### EXCERPT:
KUALA LUMPUR, Dec 10 — The Health Ministry (MOH) is focusing on conducting comprehensive engagement sessions with stakeholders, including non-governmental organisations (NGOs), to raise public awareness regarding mental health among children and adolescents.
Deputy Health Minister Datuk Lukanisman Awang Sauni said there is still stigma from parents who cannot accept that their child is identified as having mental health issues.
“During counselling, teachers find that some children, especially in primary schools, have mental health issues and societal stigma, as well as parents’ inability to accept sending their children for screening and treatment at health facilities,” he said during the question-and-answer session in the Dewan Rakyat today.
Lukanisman was responding to Bandar Tun Razak MP Datuk Seri Dr Wan Azizah Wan Ismail’s query on the effectiveness of measures through the National Security Policy 2021-2025 concerning a report that recorded 424,000 children, aged five to nine years, in Malaysia have been confirmed to have mental health issues.

### WHAT THE TASK ASKS:
Answer these questions from the report on children's mental health:
1. Which ministry is holding engagement sessions with stakeholders, including NGOs?
2. In what setting did the Deputy Health Minister make his remarks?
3. How many children aged five to nine does the cited report record as confirmed to have mental health issues?

### AVAILABLE DATA:

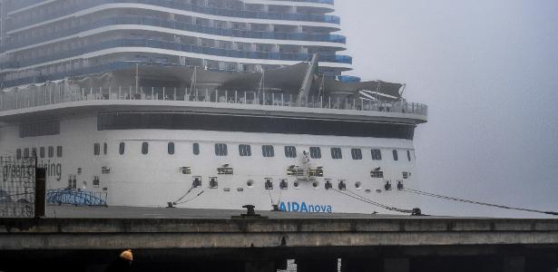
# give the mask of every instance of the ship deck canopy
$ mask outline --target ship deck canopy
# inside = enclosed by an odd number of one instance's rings
[[[55,82],[34,83],[5,89],[5,92],[24,91],[48,86],[66,84],[78,88],[108,87],[168,87],[213,92],[230,90],[239,92],[277,92],[300,94],[308,69],[308,63],[269,69],[262,72],[220,72],[193,66],[131,65],[104,73],[67,78]],[[309,92],[313,96],[341,96],[369,100],[399,101],[404,84],[381,81],[341,82],[310,71]]]

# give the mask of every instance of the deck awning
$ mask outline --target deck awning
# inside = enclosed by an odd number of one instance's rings
[[[300,63],[263,72],[220,72],[193,66],[130,65],[127,68],[109,73],[69,78],[65,83],[80,88],[133,87],[136,79],[141,87],[179,87],[199,90],[230,90],[277,92],[299,94],[305,75],[310,68],[308,63]],[[403,84],[381,81],[348,83],[332,77],[314,73],[308,95],[352,96],[355,98],[377,98],[396,101],[401,99]],[[137,78],[136,78],[137,76]],[[11,88],[21,91],[26,88]],[[5,90],[5,92],[6,90]],[[9,91],[8,91],[9,92]],[[372,95],[363,95],[371,94]]]

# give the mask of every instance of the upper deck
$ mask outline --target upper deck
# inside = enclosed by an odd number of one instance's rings
[[[339,96],[174,87],[37,88],[0,94],[0,120],[19,122],[91,112],[188,112],[273,115],[417,124],[427,121],[426,105]]]

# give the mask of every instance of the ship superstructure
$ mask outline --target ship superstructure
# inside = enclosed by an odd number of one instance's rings
[[[331,34],[332,4],[4,1],[3,160],[36,156],[51,203],[416,207],[399,189],[418,187],[412,140],[426,106],[403,99],[404,84],[341,75],[350,58],[336,53],[345,39]],[[33,34],[51,23],[62,26],[50,38]],[[68,48],[63,34],[87,50],[38,49]],[[25,56],[35,49],[48,56]]]

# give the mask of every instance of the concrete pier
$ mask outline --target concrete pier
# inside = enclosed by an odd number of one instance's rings
[[[556,219],[280,212],[242,219],[231,218],[240,210],[81,209],[61,208],[57,218],[51,212],[45,219],[1,219],[0,270],[40,263],[58,271],[102,271],[126,248],[134,252],[136,271],[270,272],[284,268],[287,259],[296,259],[298,271],[326,272],[558,267]]]

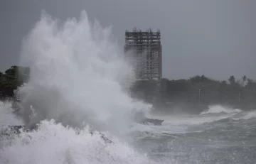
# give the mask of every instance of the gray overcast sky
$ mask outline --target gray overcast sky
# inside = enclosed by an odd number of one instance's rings
[[[42,10],[65,20],[85,9],[90,20],[113,26],[120,46],[126,29],[159,28],[164,77],[256,79],[255,9],[255,0],[1,0],[0,70],[17,64]]]

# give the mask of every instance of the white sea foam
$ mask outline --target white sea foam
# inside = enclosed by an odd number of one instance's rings
[[[36,131],[21,133],[0,149],[0,163],[153,163],[146,155],[106,135],[106,143],[89,129],[78,131],[53,121],[43,121]]]
[[[21,65],[30,67],[31,78],[18,89],[17,114],[26,126],[41,124],[36,131],[1,143],[0,163],[151,163],[119,141],[133,111],[151,108],[123,90],[133,72],[121,52],[111,28],[90,23],[85,11],[65,22],[43,13],[23,41]],[[46,121],[51,119],[57,124]],[[106,145],[87,129],[77,134],[66,127],[83,123],[119,140],[107,136],[114,144]]]
[[[122,82],[133,76],[111,28],[91,24],[85,11],[80,18],[62,23],[43,13],[24,40],[21,65],[31,69],[23,95],[26,124],[44,119],[73,126],[83,121],[98,130],[127,131],[132,110],[150,105],[132,99]],[[31,107],[36,116],[31,118]]]

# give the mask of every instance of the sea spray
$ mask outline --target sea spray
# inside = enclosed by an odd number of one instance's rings
[[[0,149],[0,163],[154,163],[110,135],[114,144],[89,131],[42,121],[38,130],[22,132]]]
[[[64,23],[43,13],[24,39],[21,57],[21,65],[31,68],[30,81],[18,91],[25,124],[53,119],[76,127],[85,121],[125,133],[133,110],[151,106],[123,91],[122,82],[133,77],[123,57],[111,28],[90,23],[85,11]],[[31,106],[36,113],[32,118]]]

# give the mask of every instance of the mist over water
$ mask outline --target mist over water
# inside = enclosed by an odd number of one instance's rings
[[[0,102],[0,125],[38,128],[0,133],[0,163],[256,163],[255,110],[215,105],[152,116],[162,126],[134,123],[134,112],[150,116],[151,106],[129,96],[132,67],[111,28],[91,23],[85,11],[64,22],[43,13],[22,48],[31,79],[18,89],[19,112]]]

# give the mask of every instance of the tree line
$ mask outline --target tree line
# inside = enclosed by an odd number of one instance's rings
[[[0,72],[0,99],[10,99],[14,91],[29,80],[29,67],[11,66]],[[256,108],[256,81],[245,75],[236,80],[218,81],[205,75],[188,80],[163,78],[136,81],[130,87],[132,97],[155,106],[173,104],[230,104],[237,107]]]
[[[11,66],[4,72],[0,72],[0,99],[11,99],[14,91],[28,81],[29,67]]]
[[[137,81],[131,87],[132,97],[153,104],[226,104],[238,108],[256,108],[256,81],[245,75],[236,80],[215,80],[205,75],[188,80]]]

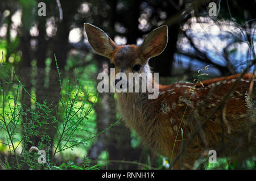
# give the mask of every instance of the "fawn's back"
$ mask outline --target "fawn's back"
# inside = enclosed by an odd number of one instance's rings
[[[115,75],[122,72],[127,77],[129,73],[148,75],[149,59],[160,54],[168,41],[164,26],[152,31],[139,46],[118,46],[101,29],[88,23],[84,27],[93,49],[110,60]],[[112,83],[122,81],[119,78]],[[224,156],[256,153],[255,81],[253,74],[247,73],[198,83],[155,83],[159,86],[156,99],[148,99],[148,92],[117,96],[126,124],[148,147],[172,158],[185,149],[177,169],[184,163],[191,167],[209,149]],[[154,79],[147,77],[146,81],[152,83]]]

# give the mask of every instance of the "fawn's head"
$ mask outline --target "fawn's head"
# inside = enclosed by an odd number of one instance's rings
[[[149,59],[160,54],[168,42],[167,26],[152,31],[139,46],[118,46],[100,28],[89,23],[84,23],[84,28],[92,48],[110,60],[110,68],[115,69],[115,76],[119,73],[125,73],[127,79],[129,73],[150,72]],[[116,78],[115,84],[122,78],[122,75]]]

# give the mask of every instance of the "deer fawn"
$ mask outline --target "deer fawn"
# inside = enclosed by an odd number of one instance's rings
[[[110,66],[115,68],[115,74],[122,72],[127,77],[129,73],[150,73],[149,59],[160,54],[168,41],[166,26],[151,32],[139,46],[118,46],[99,28],[89,23],[85,23],[84,28],[92,48],[110,60]],[[158,85],[156,99],[148,99],[146,96],[148,92],[117,93],[118,104],[127,126],[158,153],[175,158],[190,139],[184,154],[174,164],[175,169],[193,168],[195,161],[210,149],[216,150],[218,156],[253,155],[256,153],[253,100],[255,76],[250,73],[242,77],[240,75],[200,83]],[[239,78],[237,86],[223,102]],[[115,79],[115,83],[120,80]],[[147,78],[148,82],[152,81]],[[211,112],[218,106],[218,109]],[[198,134],[191,138],[196,130],[199,130]]]

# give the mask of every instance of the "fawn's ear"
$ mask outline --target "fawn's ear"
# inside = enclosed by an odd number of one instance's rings
[[[141,53],[149,58],[160,54],[168,42],[168,27],[162,26],[152,31],[141,45]]]
[[[110,58],[118,47],[115,43],[101,29],[87,23],[84,26],[92,48],[97,53]]]

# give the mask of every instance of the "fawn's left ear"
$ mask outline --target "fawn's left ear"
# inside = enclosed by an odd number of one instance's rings
[[[113,50],[118,47],[101,29],[89,23],[84,24],[89,43],[98,54],[110,58]]]
[[[164,50],[168,42],[168,27],[162,26],[152,31],[141,45],[141,53],[146,58],[155,57]]]

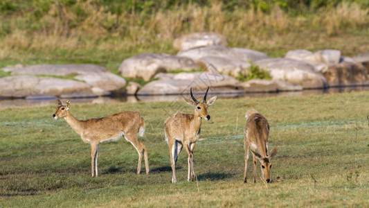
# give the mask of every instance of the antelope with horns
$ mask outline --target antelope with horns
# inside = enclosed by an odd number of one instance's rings
[[[146,174],[149,173],[147,151],[143,144],[137,139],[137,134],[142,137],[145,132],[145,122],[138,112],[121,112],[100,119],[90,119],[80,121],[69,112],[71,101],[65,105],[57,100],[56,112],[53,115],[54,119],[64,118],[71,128],[81,136],[82,140],[91,144],[91,175],[98,176],[98,151],[99,143],[116,141],[121,137],[131,142],[138,152],[138,166],[137,174],[141,169],[142,156],[145,157]]]
[[[245,115],[246,122],[244,134],[245,166],[244,182],[247,182],[246,171],[249,150],[253,154],[253,182],[256,182],[256,159],[261,164],[262,179],[267,182],[270,182],[271,159],[277,154],[278,147],[271,149],[268,155],[268,137],[269,124],[267,119],[255,110],[249,110]],[[259,151],[259,153],[256,152]]]
[[[204,119],[208,121],[210,116],[208,114],[208,107],[212,105],[217,99],[217,96],[212,97],[206,102],[208,89],[204,96],[202,103],[199,102],[192,94],[191,87],[190,92],[193,102],[187,98],[185,101],[195,109],[195,114],[176,113],[172,114],[165,121],[164,125],[165,128],[165,141],[169,146],[169,155],[170,156],[170,166],[173,171],[172,182],[177,182],[176,178],[176,162],[178,155],[184,146],[188,155],[188,181],[195,179],[195,171],[193,169],[192,157],[195,144],[200,136],[201,120]]]

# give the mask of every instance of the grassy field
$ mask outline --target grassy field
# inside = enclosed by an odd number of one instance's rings
[[[368,100],[367,92],[217,100],[195,150],[198,180],[186,181],[183,151],[174,184],[163,123],[177,110],[192,112],[184,101],[72,103],[70,110],[80,119],[123,110],[137,110],[145,118],[141,141],[147,147],[150,174],[135,174],[137,153],[121,139],[100,144],[100,175],[95,178],[89,145],[64,119],[52,119],[55,106],[2,110],[0,207],[368,207]],[[243,183],[244,115],[249,108],[269,119],[269,147],[279,147],[270,184],[260,178]]]
[[[180,1],[3,0],[0,67],[91,63],[118,73],[132,55],[176,54],[176,37],[202,31],[271,57],[301,49],[369,51],[366,1]]]

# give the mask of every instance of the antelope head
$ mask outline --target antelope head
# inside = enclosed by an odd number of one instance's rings
[[[208,95],[208,91],[209,90],[209,87],[208,87],[208,89],[206,89],[206,92],[205,93],[205,96],[204,96],[204,101],[202,103],[200,103],[196,98],[194,97],[192,94],[192,88],[191,87],[190,89],[190,94],[191,94],[191,98],[192,98],[192,101],[190,101],[187,98],[184,98],[185,101],[190,105],[192,106],[195,109],[195,114],[197,114],[200,118],[203,118],[205,120],[210,120],[210,116],[208,114],[208,107],[210,105],[213,105],[215,100],[217,99],[217,96],[213,96],[211,98],[209,99],[208,101],[206,101],[206,96]]]
[[[262,157],[259,153],[251,150],[251,152],[253,152],[253,153],[255,155],[256,159],[258,159],[258,160],[259,160],[260,162],[262,178],[268,183],[270,182],[270,172],[271,168],[271,157],[277,154],[278,149],[278,147],[275,147],[271,149],[270,155],[267,156],[266,157]]]
[[[71,101],[66,101],[66,105],[63,105],[62,101],[57,99],[56,100],[56,112],[53,114],[53,118],[56,120],[59,117],[62,118],[66,116],[67,112],[69,110],[69,107],[71,107]]]

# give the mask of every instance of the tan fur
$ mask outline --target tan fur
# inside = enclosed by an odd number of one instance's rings
[[[138,112],[121,112],[106,117],[80,121],[69,112],[70,101],[65,105],[57,100],[57,107],[53,115],[55,119],[64,118],[71,128],[86,143],[91,144],[91,176],[98,176],[98,151],[99,143],[114,141],[124,137],[138,153],[137,174],[141,172],[143,154],[145,157],[146,174],[149,173],[147,151],[143,144],[137,139],[138,131],[145,128],[144,119]]]
[[[164,123],[165,130],[165,141],[169,146],[170,165],[173,171],[172,182],[177,182],[176,163],[178,155],[184,147],[188,155],[188,180],[195,179],[192,156],[196,141],[199,139],[201,131],[201,119],[208,120],[208,107],[212,105],[217,98],[211,98],[207,103],[195,103],[190,100],[185,101],[195,108],[195,114],[176,113]],[[200,109],[198,109],[199,107]]]
[[[278,148],[275,147],[271,150],[271,155],[268,155],[269,124],[267,119],[255,110],[248,110],[245,117],[246,122],[244,134],[245,149],[244,182],[247,182],[247,161],[249,159],[249,151],[251,150],[253,161],[253,182],[256,182],[256,159],[258,159],[261,164],[262,177],[269,182],[270,182],[270,168],[271,167],[271,159],[276,154],[278,150]]]

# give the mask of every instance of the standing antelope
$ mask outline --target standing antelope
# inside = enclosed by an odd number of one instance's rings
[[[204,101],[199,102],[192,95],[192,88],[190,92],[193,102],[187,98],[185,101],[195,108],[195,114],[176,113],[169,116],[164,123],[165,127],[165,141],[169,146],[169,155],[170,156],[170,166],[173,171],[172,182],[177,182],[176,162],[178,155],[184,146],[188,154],[188,181],[195,179],[192,156],[195,143],[200,136],[201,119],[208,121],[210,116],[208,114],[208,106],[212,105],[217,99],[217,96],[212,97],[206,102],[208,89],[204,96]],[[194,103],[195,102],[195,103]]]
[[[249,110],[245,115],[246,128],[244,134],[245,166],[244,182],[247,182],[246,171],[247,160],[249,160],[249,150],[253,154],[253,182],[256,182],[256,159],[261,164],[262,175],[267,182],[270,182],[270,171],[271,168],[271,159],[277,154],[278,147],[271,149],[268,155],[268,137],[269,135],[269,124],[267,119],[255,110]],[[256,153],[256,149],[259,153]]]
[[[143,117],[138,112],[121,112],[100,119],[90,119],[80,121],[75,119],[69,112],[71,101],[67,101],[65,105],[57,100],[56,112],[53,115],[54,119],[64,118],[71,128],[81,136],[85,143],[91,144],[91,175],[98,176],[98,151],[100,142],[116,141],[124,137],[131,142],[138,152],[138,166],[137,174],[141,170],[142,155],[145,157],[146,174],[149,173],[147,151],[143,144],[137,139],[137,132],[141,137],[145,132],[145,123]],[[95,172],[93,171],[95,170]]]

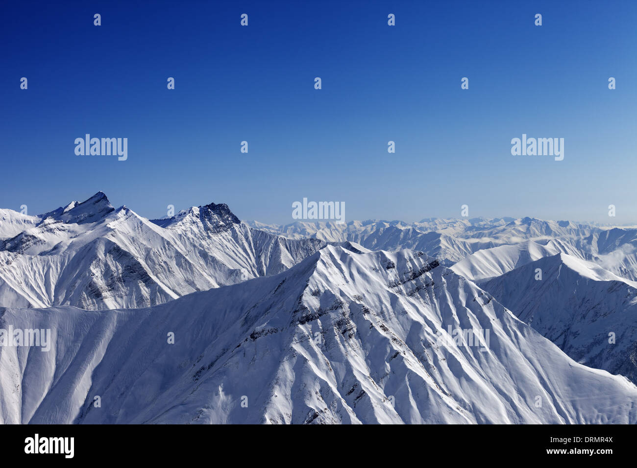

### ANSWER BOX:
1. The Health Ministry (MOH).
2. During the question-and-answer session in the Dewan Rakyat.
3. 424,000.